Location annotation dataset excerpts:
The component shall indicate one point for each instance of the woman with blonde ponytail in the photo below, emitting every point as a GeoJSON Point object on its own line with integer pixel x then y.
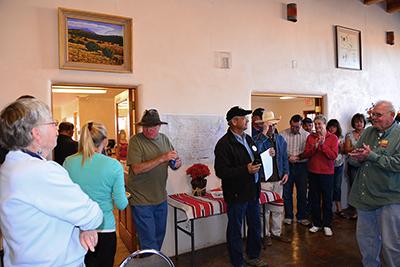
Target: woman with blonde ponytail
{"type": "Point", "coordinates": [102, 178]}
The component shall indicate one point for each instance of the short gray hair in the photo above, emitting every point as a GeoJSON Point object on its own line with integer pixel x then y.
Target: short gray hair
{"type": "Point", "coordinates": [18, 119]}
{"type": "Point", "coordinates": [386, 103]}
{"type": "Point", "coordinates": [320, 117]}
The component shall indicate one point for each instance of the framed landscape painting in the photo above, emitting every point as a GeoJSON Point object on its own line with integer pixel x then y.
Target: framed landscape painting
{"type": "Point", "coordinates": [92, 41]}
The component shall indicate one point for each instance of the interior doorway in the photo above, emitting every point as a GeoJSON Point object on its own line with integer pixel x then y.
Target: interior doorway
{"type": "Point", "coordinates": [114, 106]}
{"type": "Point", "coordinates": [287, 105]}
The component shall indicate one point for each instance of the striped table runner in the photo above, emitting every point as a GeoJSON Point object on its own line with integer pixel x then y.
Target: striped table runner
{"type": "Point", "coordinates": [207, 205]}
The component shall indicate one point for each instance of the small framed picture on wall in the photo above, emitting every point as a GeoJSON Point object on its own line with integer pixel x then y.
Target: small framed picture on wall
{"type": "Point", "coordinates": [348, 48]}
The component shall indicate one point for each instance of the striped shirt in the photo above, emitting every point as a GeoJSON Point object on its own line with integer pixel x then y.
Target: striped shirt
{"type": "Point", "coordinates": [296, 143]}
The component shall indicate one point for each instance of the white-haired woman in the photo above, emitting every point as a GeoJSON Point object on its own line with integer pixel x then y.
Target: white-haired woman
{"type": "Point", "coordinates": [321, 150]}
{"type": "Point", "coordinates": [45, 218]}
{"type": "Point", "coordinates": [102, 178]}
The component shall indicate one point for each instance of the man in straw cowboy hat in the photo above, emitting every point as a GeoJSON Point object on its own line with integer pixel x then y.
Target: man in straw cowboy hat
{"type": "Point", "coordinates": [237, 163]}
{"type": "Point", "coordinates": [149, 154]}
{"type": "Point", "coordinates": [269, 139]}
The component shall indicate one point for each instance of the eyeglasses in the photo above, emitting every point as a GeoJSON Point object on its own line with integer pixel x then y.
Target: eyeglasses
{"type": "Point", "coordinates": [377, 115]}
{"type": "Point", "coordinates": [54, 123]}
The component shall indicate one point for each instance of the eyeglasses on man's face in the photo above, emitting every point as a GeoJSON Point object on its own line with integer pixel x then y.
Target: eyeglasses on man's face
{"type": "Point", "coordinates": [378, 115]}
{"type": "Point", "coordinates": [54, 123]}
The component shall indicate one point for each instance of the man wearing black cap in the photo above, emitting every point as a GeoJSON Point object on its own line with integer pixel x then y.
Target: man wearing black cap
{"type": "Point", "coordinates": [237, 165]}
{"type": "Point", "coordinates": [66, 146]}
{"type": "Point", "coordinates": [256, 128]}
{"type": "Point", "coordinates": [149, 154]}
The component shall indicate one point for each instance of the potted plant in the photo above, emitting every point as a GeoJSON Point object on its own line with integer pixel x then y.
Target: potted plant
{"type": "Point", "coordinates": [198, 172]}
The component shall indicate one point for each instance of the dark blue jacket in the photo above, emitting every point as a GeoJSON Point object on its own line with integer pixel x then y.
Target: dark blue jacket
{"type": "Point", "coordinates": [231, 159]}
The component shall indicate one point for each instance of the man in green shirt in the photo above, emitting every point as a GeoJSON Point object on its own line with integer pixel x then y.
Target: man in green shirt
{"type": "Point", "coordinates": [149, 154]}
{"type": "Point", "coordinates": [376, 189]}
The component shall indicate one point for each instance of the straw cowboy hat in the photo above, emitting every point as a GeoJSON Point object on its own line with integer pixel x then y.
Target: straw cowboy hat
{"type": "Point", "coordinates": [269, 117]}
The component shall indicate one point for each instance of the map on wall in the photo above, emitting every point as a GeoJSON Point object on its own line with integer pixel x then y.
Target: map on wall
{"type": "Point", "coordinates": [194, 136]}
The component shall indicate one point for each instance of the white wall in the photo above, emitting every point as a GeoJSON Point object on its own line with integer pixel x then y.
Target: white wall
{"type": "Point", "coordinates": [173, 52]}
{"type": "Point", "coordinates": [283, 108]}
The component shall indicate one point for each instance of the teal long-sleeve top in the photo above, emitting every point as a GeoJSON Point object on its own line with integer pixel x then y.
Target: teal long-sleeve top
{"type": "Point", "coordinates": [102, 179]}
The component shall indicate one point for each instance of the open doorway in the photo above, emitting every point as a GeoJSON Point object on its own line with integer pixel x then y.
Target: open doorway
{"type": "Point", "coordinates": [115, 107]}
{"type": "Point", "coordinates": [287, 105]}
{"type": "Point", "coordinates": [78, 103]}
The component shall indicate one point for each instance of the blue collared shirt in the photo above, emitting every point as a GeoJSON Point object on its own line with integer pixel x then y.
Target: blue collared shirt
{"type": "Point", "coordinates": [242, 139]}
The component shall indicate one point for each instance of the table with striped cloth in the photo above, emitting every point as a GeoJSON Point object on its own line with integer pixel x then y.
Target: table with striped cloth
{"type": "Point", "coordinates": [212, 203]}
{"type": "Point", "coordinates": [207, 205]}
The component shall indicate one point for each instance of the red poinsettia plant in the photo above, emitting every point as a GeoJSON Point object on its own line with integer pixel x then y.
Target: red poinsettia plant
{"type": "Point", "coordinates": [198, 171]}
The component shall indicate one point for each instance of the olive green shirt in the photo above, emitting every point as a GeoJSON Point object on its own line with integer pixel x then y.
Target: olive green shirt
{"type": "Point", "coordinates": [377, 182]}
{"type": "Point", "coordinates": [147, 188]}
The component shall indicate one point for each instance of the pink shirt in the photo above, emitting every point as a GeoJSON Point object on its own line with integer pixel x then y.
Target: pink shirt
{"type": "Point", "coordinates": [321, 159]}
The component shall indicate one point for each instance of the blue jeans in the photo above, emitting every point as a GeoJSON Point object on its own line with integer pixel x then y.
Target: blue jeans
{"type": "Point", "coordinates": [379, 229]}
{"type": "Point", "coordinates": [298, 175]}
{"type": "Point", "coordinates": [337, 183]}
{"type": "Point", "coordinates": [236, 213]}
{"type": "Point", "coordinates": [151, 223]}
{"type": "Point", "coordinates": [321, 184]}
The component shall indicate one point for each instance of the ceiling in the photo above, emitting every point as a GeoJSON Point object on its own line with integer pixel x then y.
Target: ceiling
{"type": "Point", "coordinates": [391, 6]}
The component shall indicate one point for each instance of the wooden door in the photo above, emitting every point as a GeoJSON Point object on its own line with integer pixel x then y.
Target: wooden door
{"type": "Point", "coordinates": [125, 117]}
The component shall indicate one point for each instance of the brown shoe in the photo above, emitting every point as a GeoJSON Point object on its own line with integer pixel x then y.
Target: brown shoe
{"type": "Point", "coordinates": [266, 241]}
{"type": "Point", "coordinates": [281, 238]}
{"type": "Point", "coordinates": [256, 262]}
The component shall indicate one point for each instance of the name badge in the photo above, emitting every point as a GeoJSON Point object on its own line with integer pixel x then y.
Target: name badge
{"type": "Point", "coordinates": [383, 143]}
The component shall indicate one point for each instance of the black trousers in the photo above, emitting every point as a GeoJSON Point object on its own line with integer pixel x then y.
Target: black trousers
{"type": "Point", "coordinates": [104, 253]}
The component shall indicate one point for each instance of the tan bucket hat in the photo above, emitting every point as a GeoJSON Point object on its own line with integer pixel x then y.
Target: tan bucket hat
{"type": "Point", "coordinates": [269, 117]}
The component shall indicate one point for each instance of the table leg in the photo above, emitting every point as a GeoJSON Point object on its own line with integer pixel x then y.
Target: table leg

Exercise brief: Repeat exactly the lines from the line containing "of the brown" through the end of the listing above; both boundary lines are part of the output.

Complete response:
The component shall indicate one point for each instance of the brown shoe in the photo above, emitting every point as a GeoJSON Point object on its own line with integer pixel x then y.
Target: brown shoe
{"type": "Point", "coordinates": [266, 241]}
{"type": "Point", "coordinates": [281, 238]}
{"type": "Point", "coordinates": [256, 262]}
The component shall indicate one point for each instance of the name badge in the photo above, emitting every point as a GeoJSON Point object on its own line with integer pixel x then y.
Target: name badge
{"type": "Point", "coordinates": [383, 143]}
The component shall indicate one point for each instance of the black trousers in the photo above, emitting every point as a GeoJSON Point object on its own line with integer pixel x then y.
Target: black trousers
{"type": "Point", "coordinates": [104, 253]}
The component shall indicate one point for each instance of the tan bucket hat in the photo above, emitting every point as a GeoJSON Point object on its own line with integer pixel x then y.
Target: tan bucket hat
{"type": "Point", "coordinates": [269, 117]}
The component shall indicate one point for each instance of the table leg in the photo above, emitting every point as a GeoJSON Point object on its own line with integer pixel x then y.
Target: table leg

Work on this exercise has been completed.